* **DO THIS**
Return every line of the records below that contains the string "goalkeeper". Matching is case-sensitive.

* **DATASET EXTRACT**

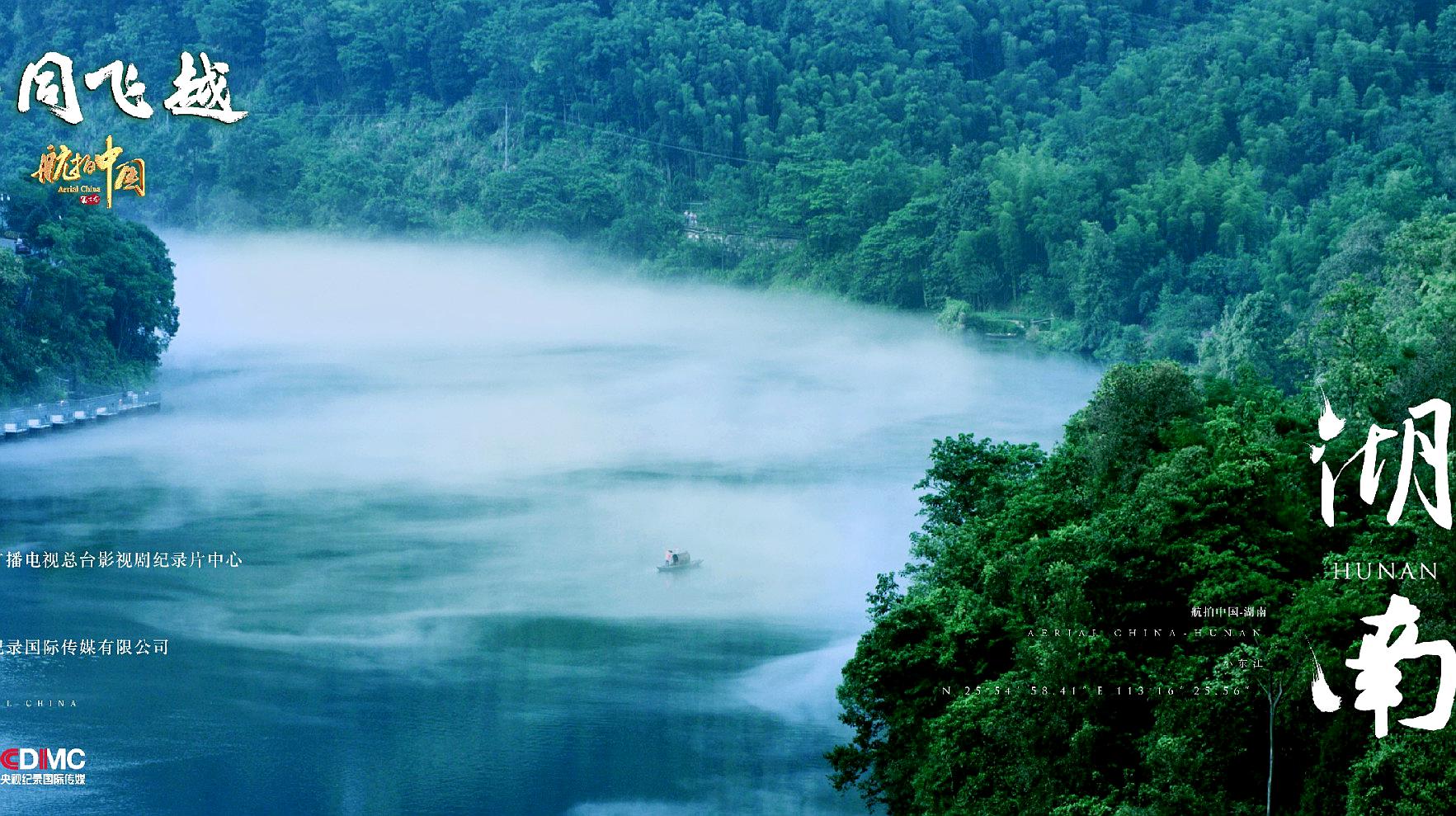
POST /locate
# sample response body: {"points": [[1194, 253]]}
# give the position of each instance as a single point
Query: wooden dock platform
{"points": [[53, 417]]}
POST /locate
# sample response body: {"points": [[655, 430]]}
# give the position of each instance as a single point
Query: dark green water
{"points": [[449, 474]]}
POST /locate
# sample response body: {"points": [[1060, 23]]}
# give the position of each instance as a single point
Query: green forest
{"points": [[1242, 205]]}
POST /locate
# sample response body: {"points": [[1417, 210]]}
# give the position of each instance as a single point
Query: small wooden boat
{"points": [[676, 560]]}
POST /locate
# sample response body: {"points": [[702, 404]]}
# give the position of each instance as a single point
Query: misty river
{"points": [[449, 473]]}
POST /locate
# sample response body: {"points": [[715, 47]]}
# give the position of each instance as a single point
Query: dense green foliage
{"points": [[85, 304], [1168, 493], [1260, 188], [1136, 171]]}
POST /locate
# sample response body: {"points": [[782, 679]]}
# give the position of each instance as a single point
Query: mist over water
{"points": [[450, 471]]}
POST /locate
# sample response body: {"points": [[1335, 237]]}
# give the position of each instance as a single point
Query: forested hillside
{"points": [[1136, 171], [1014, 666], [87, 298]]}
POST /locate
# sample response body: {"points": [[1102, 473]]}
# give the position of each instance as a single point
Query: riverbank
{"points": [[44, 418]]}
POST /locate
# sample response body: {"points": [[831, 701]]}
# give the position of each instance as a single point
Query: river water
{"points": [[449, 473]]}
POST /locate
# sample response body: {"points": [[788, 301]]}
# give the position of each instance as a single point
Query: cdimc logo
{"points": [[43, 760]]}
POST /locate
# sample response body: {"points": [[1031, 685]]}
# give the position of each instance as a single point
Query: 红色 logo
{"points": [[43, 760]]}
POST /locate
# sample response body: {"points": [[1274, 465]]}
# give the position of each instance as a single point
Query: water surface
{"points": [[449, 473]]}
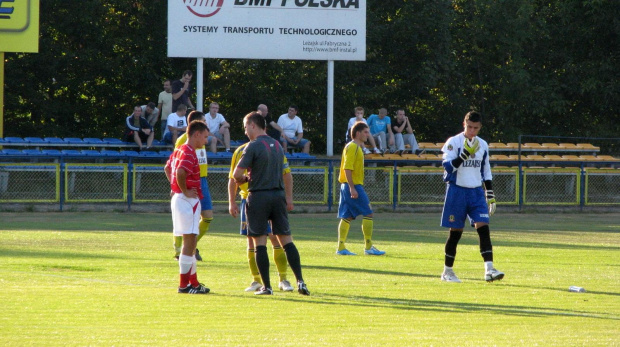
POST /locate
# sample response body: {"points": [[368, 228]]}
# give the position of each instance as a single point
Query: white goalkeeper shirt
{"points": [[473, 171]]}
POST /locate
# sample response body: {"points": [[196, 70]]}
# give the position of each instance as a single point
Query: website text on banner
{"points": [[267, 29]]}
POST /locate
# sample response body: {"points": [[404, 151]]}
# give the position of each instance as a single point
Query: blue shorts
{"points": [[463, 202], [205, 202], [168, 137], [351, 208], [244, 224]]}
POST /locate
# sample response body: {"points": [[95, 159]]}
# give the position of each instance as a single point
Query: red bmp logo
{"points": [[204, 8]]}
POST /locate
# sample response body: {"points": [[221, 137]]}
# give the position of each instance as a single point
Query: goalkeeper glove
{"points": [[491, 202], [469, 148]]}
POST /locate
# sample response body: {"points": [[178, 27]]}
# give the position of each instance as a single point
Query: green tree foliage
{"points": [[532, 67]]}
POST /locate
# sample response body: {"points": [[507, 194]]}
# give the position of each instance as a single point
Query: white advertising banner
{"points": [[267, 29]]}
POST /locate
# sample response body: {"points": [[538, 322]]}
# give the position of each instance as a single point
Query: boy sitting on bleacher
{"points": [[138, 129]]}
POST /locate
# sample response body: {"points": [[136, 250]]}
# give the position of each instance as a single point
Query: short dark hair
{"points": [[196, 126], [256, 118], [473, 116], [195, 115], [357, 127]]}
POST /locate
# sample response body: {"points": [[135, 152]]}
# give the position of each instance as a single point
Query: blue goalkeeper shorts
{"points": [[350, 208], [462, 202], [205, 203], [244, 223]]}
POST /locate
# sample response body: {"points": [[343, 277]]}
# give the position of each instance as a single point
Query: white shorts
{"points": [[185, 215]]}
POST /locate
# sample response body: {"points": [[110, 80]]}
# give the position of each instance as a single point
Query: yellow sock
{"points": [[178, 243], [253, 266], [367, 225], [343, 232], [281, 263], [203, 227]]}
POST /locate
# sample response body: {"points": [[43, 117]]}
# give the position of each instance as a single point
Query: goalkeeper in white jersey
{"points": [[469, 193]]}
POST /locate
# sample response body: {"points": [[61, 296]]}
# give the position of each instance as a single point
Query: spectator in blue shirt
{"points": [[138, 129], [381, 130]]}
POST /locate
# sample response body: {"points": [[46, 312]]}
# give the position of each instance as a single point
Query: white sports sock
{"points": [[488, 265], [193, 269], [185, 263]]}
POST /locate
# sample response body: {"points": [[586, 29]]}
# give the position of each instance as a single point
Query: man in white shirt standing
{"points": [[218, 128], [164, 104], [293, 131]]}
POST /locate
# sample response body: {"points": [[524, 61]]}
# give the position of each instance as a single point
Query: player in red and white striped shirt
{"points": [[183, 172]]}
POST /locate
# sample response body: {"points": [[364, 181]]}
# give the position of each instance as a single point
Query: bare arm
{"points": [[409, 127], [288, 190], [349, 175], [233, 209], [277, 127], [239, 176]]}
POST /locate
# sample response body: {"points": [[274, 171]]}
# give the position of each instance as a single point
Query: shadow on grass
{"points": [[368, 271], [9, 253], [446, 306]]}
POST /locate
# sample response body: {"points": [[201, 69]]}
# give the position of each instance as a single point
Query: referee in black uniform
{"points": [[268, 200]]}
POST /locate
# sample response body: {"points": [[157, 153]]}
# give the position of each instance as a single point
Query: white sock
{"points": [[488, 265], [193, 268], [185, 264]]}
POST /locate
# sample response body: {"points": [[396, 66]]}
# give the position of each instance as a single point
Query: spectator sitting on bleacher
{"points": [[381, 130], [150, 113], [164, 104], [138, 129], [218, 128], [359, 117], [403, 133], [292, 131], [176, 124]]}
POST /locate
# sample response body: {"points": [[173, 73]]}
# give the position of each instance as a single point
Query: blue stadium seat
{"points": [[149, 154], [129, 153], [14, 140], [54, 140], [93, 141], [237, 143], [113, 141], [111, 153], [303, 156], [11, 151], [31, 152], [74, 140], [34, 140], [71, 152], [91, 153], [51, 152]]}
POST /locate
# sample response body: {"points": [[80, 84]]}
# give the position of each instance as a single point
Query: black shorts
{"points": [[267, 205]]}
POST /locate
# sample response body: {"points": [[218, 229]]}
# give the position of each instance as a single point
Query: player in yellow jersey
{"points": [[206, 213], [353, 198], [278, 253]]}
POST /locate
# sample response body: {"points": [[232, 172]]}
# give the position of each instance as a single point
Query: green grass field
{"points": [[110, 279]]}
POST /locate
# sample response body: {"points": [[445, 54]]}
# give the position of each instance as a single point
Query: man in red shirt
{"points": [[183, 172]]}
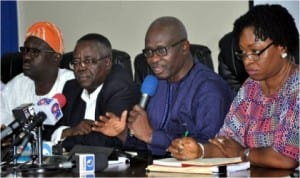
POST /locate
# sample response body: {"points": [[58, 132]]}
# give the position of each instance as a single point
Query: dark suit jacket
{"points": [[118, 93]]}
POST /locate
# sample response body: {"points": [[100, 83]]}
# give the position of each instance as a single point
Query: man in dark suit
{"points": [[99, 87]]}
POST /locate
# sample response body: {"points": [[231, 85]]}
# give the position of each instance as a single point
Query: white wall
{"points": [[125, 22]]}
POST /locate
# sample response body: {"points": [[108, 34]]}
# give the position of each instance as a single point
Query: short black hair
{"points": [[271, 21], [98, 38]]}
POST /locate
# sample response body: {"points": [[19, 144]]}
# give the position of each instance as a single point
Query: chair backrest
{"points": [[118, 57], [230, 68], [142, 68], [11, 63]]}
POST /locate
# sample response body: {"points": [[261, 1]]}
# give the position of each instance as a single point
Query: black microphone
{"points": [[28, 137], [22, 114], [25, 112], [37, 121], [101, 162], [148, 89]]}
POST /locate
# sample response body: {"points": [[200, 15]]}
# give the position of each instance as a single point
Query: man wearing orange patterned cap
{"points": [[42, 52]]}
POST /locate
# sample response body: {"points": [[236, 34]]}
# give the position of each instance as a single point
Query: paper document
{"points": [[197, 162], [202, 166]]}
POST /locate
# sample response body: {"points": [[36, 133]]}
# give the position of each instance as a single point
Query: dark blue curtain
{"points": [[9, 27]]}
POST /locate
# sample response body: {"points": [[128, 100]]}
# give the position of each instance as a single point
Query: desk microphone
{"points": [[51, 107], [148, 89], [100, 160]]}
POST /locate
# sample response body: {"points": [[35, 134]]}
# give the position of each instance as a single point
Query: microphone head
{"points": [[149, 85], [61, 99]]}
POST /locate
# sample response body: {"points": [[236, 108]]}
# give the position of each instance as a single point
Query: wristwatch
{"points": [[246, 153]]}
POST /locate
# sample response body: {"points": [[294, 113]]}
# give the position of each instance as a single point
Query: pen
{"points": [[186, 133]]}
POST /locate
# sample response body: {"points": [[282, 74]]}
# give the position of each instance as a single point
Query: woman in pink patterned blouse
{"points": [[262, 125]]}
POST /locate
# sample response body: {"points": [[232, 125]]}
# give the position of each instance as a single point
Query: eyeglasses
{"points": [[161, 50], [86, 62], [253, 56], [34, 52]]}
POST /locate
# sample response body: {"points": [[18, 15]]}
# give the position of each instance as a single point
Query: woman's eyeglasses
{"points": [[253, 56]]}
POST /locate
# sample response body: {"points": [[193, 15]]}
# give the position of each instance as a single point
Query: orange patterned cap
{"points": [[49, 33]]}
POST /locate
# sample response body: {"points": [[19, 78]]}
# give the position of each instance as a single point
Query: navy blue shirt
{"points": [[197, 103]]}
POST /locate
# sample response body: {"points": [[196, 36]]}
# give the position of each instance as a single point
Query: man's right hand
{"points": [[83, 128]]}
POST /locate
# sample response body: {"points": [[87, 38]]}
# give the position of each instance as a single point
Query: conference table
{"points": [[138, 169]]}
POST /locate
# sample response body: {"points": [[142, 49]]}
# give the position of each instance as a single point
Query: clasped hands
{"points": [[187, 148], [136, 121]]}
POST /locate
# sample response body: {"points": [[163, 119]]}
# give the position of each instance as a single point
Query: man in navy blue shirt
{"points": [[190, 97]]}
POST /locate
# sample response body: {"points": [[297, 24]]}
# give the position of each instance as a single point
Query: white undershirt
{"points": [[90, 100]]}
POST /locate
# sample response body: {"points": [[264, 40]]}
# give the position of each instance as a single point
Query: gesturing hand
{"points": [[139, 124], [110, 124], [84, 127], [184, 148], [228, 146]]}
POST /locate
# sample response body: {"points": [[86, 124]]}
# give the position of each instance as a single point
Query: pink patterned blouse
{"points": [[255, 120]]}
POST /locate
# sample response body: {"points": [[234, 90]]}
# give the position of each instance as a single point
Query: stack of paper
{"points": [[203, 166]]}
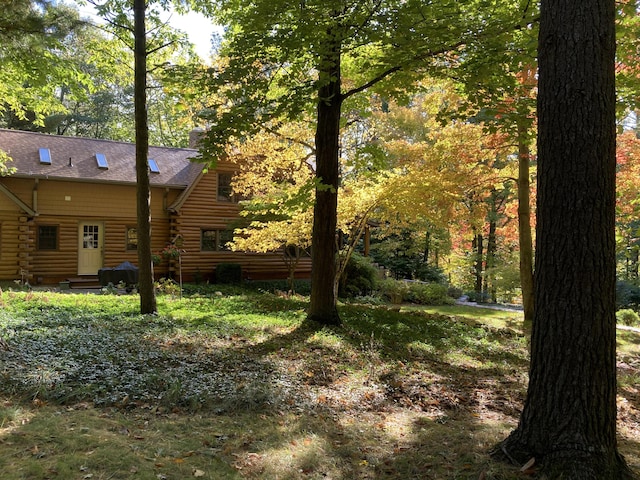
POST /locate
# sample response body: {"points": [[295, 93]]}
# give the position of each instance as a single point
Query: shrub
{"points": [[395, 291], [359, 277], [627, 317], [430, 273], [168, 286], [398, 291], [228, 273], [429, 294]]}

* **FINAL RESULT**
Query: white goalkeeper shirt
Query: goalkeeper glove
Query: blue goalkeeper shorts
Query: goalkeeper in white jersey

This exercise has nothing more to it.